Различные попытки разрешения "чеченского вопроса" на рубеже XX-XXI веков (уход и фактическое предоставление независимости в 1991 и 1996 годах, "силовые операции" в 1994-1996 годах и т.н. "контртеррористическая операция", начатая в 1999-м) поставили чрезвычайно сложную для властей дилемму. Либо установление военно-политического контроля над Чечней, победа над организованными государственными и военными структурами сепаратистов и рост терроризма, либо согласие на существование "пиратской республики" на Юге России. При кажущейся на первый взгляд простоте и очевидности второго сценария он предлагает лишь "отложенное" решение проблемы терроризма. В независимой Чечне, решившей совершить "бросок назад" в свой "Золотой век", сложился такой политический режим, как федерация полевых командиров, и такая экономическая модель, как возрожденное "наездничество". Функционирование подобных моделей возможно исключительно в условиях политической нестабильности, транслируемой не только на Юг России, но и на Россию в целом. "Переждать" "чеченский" политический и экономический вызов за возведенными границами и уговорить вождей "ичкерийской революции" за столом переговоров не нападать на сопредельные территории, не похищать людей и не обращать их в рабство — невозможно. Более того. Чечня находится в центре Кавказа, и предоставление ей самостоятельности из-за боязни терактов означает не минимизацию терроризма, а втягивание других кавказских территорий России в межэтнические конфликты и этносепаратисткие эксперименты, в которых не обойдется и без терроризма.

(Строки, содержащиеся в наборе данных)
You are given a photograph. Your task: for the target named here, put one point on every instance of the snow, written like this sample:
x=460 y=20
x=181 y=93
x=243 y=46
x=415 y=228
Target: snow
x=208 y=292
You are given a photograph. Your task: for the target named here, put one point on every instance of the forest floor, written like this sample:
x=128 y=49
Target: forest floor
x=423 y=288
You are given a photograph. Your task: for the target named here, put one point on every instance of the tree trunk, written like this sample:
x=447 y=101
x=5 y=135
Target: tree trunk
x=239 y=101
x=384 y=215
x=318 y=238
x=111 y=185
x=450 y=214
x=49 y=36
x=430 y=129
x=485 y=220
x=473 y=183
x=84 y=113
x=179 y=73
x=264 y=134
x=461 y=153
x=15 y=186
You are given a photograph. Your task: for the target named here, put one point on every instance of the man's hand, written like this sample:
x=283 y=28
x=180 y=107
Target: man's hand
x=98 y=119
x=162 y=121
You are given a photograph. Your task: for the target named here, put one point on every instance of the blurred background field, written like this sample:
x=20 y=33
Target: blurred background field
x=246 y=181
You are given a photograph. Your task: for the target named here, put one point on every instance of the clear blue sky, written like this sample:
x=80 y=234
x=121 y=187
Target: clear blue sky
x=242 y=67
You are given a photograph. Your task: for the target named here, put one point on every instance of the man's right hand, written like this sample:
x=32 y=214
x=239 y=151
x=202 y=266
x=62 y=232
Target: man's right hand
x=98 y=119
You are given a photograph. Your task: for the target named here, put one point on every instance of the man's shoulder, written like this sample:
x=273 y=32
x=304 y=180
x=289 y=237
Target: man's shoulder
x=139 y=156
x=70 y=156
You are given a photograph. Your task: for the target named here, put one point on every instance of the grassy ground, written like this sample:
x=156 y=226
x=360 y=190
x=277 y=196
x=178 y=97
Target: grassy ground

• _ОПИСАНИЕ ЗАДАНИЯ_
Выведите целиком, без единого изменения, фрагмент текста о «чеченском вопросе». Опирайтесь только на фрагмент текста.

• _РЕЗУЛЬТАТ ЗАДАНИЯ_
Различные попытки разрешения "чеченского вопроса" на рубеже XX-XXI веков (уход и фактическое предоставление независимости в 1991 и 1996 годах, "силовые операции" в 1994-1996 годах и т.н. "контртеррористическая операция", начатая в 1999-м) поставили чрезвычайно сложную для властей дилемму. Либо установление военно-политического контроля над Чечней, победа над организованными государственными и военными структурами сепаратистов и рост терроризма, либо согласие на существование "пиратской республики" на Юге России. При кажущейся на первый взгляд простоте и очевидности второго сценария он предлагает лишь "отложенное" решение проблемы терроризма. В независимой Чечне, решившей совершить "бросок назад" в свой "Золотой век", сложился такой политический режим, как федерация полевых командиров, и такая экономическая модель, как возрожденное "наездничество". Функционирование подобных моделей возможно исключительно в условиях политической нестабильности, транслируемой не только на Юг России, но и на Россию в целом. "Переждать" "чеченский" политический и экономический вызов за возведенными границами и уговорить вождей "ичкерийской революции" за столом переговоров не нападать на сопредельные территории, не похищать людей и не обращать их в рабство — невозможно. Более того. Чечня находится в центре Кавказа, и предоставление ей самостоятельности из-за боязни терактов означает не минимизацию терроризма, а втягивание других кавказских территорий России в межэтнические конфликты и этносепаратисткие эксперименты, в которых не обойдется и без терроризма.